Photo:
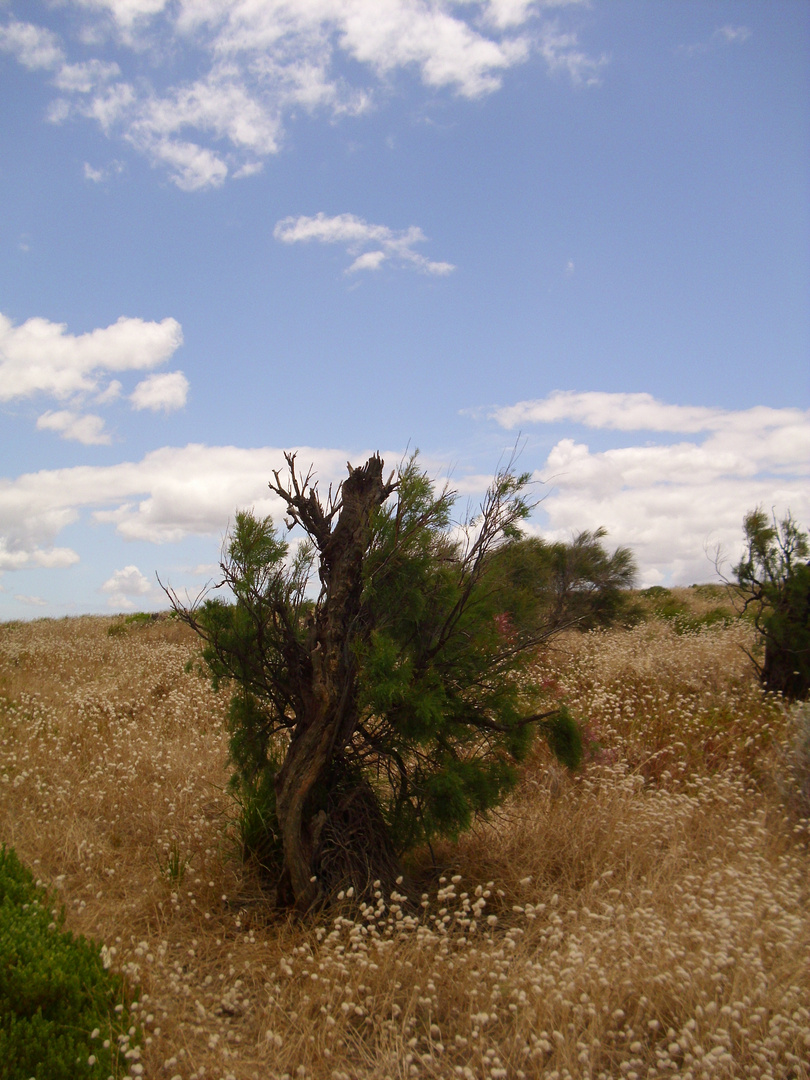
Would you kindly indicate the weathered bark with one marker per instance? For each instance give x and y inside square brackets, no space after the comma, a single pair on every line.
[328,717]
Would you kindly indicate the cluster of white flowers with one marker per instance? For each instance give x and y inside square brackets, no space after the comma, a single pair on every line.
[647,918]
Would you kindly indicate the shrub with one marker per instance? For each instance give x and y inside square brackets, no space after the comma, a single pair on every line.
[773,582]
[61,1010]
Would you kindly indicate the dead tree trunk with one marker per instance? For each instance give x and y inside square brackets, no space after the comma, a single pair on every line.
[328,715]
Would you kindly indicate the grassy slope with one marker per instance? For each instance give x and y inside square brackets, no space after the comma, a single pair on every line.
[646,918]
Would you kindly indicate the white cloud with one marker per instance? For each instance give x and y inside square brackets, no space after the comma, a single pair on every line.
[191,166]
[124,584]
[30,601]
[733,35]
[171,494]
[85,77]
[353,233]
[161,392]
[88,429]
[639,412]
[562,54]
[670,502]
[40,356]
[261,62]
[34,45]
[13,557]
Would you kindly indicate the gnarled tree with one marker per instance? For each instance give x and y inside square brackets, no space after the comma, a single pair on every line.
[391,707]
[772,581]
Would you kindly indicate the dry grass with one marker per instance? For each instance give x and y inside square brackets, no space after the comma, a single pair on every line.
[646,919]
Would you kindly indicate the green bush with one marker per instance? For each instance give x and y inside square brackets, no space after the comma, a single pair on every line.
[63,1015]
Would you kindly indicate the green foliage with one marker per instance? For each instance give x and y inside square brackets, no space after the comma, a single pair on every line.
[773,580]
[440,652]
[57,1002]
[578,583]
[132,621]
[685,620]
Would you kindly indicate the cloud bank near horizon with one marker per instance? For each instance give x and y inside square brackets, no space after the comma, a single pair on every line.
[257,64]
[675,501]
[672,502]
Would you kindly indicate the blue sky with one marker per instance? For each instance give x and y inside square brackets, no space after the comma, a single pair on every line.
[230,228]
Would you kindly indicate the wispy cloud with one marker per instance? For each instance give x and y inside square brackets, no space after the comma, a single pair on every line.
[126,583]
[727,35]
[42,359]
[161,393]
[41,356]
[262,62]
[86,429]
[734,35]
[354,234]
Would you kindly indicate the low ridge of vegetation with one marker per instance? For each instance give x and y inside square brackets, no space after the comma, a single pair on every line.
[646,916]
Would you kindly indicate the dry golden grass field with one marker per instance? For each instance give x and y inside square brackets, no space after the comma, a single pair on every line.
[647,917]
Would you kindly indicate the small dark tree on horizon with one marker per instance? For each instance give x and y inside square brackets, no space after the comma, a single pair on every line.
[772,581]
[395,705]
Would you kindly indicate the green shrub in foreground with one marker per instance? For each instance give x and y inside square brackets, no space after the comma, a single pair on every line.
[58,1006]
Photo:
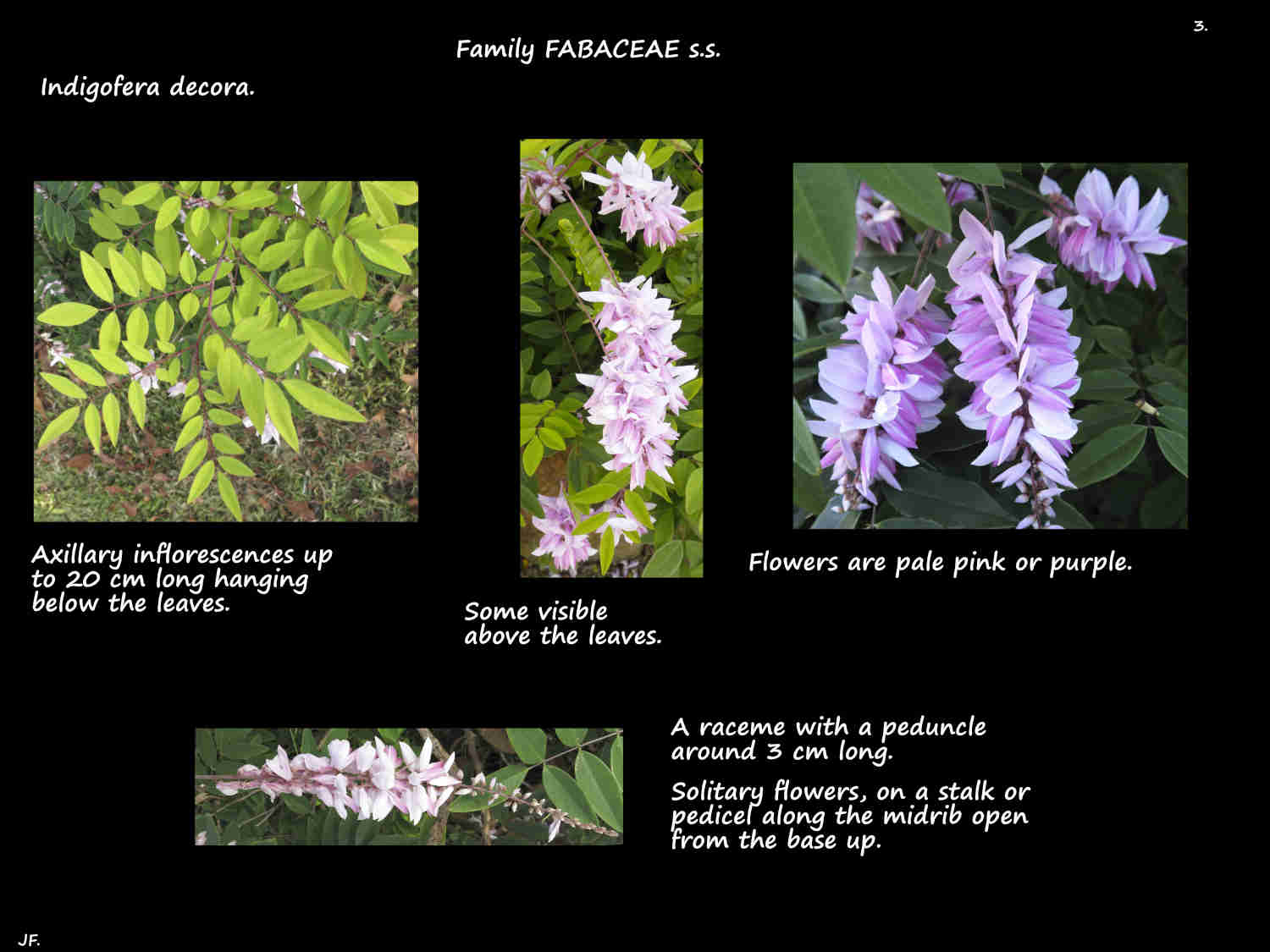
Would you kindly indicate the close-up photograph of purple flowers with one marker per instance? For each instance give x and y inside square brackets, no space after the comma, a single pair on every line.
[991,345]
[612,273]
[394,786]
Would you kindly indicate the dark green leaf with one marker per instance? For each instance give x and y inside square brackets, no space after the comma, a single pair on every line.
[980,173]
[1165,504]
[665,561]
[1175,448]
[947,500]
[825,217]
[1114,340]
[914,187]
[1173,418]
[1099,418]
[804,446]
[1107,454]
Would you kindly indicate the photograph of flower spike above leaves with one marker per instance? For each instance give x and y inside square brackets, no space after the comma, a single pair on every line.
[990,345]
[612,269]
[408,786]
[259,338]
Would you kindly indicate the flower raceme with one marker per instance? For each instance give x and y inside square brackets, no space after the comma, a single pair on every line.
[886,388]
[368,781]
[644,202]
[371,781]
[559,520]
[1016,350]
[1107,236]
[556,526]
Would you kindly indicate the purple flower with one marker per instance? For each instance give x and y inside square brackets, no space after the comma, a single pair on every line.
[644,202]
[370,781]
[624,520]
[886,388]
[638,381]
[556,526]
[1107,236]
[1016,350]
[879,223]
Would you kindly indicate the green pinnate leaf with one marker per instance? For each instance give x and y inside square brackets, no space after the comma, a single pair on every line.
[168,212]
[322,299]
[188,432]
[228,372]
[300,277]
[139,353]
[599,787]
[93,426]
[226,446]
[104,228]
[256,198]
[399,192]
[251,393]
[380,205]
[226,487]
[276,256]
[97,277]
[284,355]
[193,459]
[137,403]
[530,743]
[64,385]
[566,794]
[111,416]
[196,223]
[202,479]
[142,193]
[322,403]
[165,320]
[108,334]
[384,256]
[139,327]
[533,456]
[68,314]
[324,340]
[279,411]
[124,274]
[58,426]
[109,362]
[606,550]
[152,272]
[234,466]
[86,372]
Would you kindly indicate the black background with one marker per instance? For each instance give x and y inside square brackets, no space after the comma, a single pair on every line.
[1096,692]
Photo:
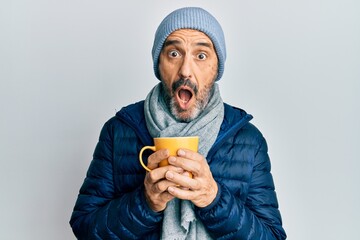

-- Problem to solve --
Reproduce each entry above word for word. Pictures are not part of the copy.

-- Reply to the exercise --
Photo:
Would you kindly indicate the weathered bark with one marker per instance? For each instance give x and y inside square brackets, no space after the comma, a single pair on every line.
[328,717]
Would you kindly indicate the cluster of white flowers with one marker per instance? For each instance give x and y inside square brackets, no space after the comma, a single pair on every line.
[647,918]
Would you kindly indicate the shrub with one marker per instance? For each instance give x and y inside square brackets, no space after the comma, a single pair on every line.
[773,582]
[61,1010]
Would you kindly indicate the dead tree trunk with one marker per instance? For each instance give x and y inside square brackets, no space after the comma, a single pair on every line.
[328,715]
Would you kindly indicate the grassy slope with one marker per instance? For each instance give x and y inside square brackets, no space after the comma, a single pair on every line.
[646,918]
Would you kindly indicate the white cloud with one marker per instance? For each instance give x and y inside square brackets, no space after the comma, a single pair on every line.
[191,166]
[124,584]
[30,601]
[733,35]
[171,494]
[85,77]
[353,233]
[161,392]
[88,429]
[639,412]
[562,54]
[670,502]
[40,356]
[261,62]
[34,45]
[13,557]
Would you kindly indicate the gnarled tree with one marker per instance? For each instance give x and y inside square brackets, no space after the comma, a single pair on every line.
[391,707]
[772,581]
Would you kindly indicate the dry grass with one marker per instance? For each instance give x and y inside square brackets, no space after the comma, a single pair on every line.
[646,919]
Would you kindly indicate the green bush with one marker per instance? For each instance give x and y inside square brackets, no space after the comma, a single pair on every line.
[63,1015]
Would you kindly indicate the green foliage with one marker per instance? For each instance give x and y inside square brackets, no space after the comma, a single pair on every line.
[773,580]
[440,652]
[57,1002]
[578,583]
[132,621]
[685,620]
Would you kindly indicate the cloud bank near horizon with one marker per instance? For each instance give x and y inside square brackets, no space after the comma, a single pair on every line.
[257,64]
[675,501]
[672,502]
Would you kindly indicate the blue sky with one marker per instance? For each instance give x and y inside square brackets, no space after the comma, a single pair on every line.
[230,228]
Would you kindly indicate the wispy cloud with one marker per instance? For each instance give x and y inside square brackets, no space after the comma, a single pair on every line.
[126,583]
[727,35]
[42,359]
[161,393]
[41,356]
[262,62]
[86,429]
[734,35]
[354,234]
Would you kindly indicate the low ridge of vegetation with one marker per instance? For each instance give x and y inside square brackets, no space after the comma, a single pair on every line.
[646,916]
Would you kindly indicate the dry golden grass field with one marker per instance? For each instance give x and y inside square brackets, no space after the comma, a single pair on every line.
[647,917]
Would you kindly indicate the small dark tree on horizon with one marker per instance? For each instance give x and y inside square brackets, no space after the comma, a single pair on every line.
[772,581]
[395,705]
Would you kindly indicate the green shrub in foreground with one marker per instance? For each instance give x and y inside square brackets, no space after the comma, a single pair on every line.
[58,1006]
Photo:
Would you kindly indicate the close-up photograph of purple flowers with one marker per instance? For each instance give x and y inside square brackets, no space after the comma, a single pair on every line.
[991,345]
[612,273]
[394,786]
Would you kindly indicate the dark green leaf with one marker per instance? For each instance give x and y inside square brackets, no space after the comma, a single pair on every line.
[980,173]
[1165,504]
[665,561]
[1175,448]
[947,500]
[825,217]
[1114,340]
[914,187]
[1173,418]
[1099,418]
[804,446]
[1107,454]
Would you kindly indicate the photograph of flower spike above leaves with one marker per instance? For each instance give x and y inside square brackets, no space after the comma, a single pair on every line.
[990,345]
[612,269]
[408,786]
[259,338]
Would you kindly indicate the flower raceme with one marker per instance? For each instance give x and y inside square brackets, no space after the comma, a single pair on every line.
[886,388]
[368,781]
[644,202]
[371,781]
[559,520]
[1016,350]
[1107,236]
[556,526]
Would you kindly indicate the purple flower with one marker per instance? For each instance give x and y inside square brackets, no space after the comma, a single pair on every line.
[644,202]
[370,781]
[624,520]
[886,388]
[638,381]
[556,526]
[1107,236]
[1016,350]
[879,223]
Would you kindly indicate the green pinnate leaf with one marker per instance? For each instance give x and y inside square brackets, no space after the comma, a single pair on every line.
[168,212]
[322,299]
[188,432]
[228,372]
[300,277]
[139,353]
[599,787]
[93,426]
[226,446]
[104,228]
[256,198]
[399,192]
[251,393]
[380,205]
[226,487]
[276,256]
[97,277]
[284,355]
[193,459]
[137,403]
[530,743]
[64,385]
[566,794]
[111,416]
[196,223]
[202,479]
[142,193]
[322,403]
[165,320]
[108,334]
[384,256]
[139,327]
[533,456]
[68,314]
[324,340]
[279,411]
[124,274]
[58,426]
[109,362]
[606,550]
[152,272]
[234,466]
[86,372]
Would you kindly indicate the black background with one marker per instance? For each instance give x and y inside square brackets, no space after the comma, a single pair on every line.
[1096,692]
Photo:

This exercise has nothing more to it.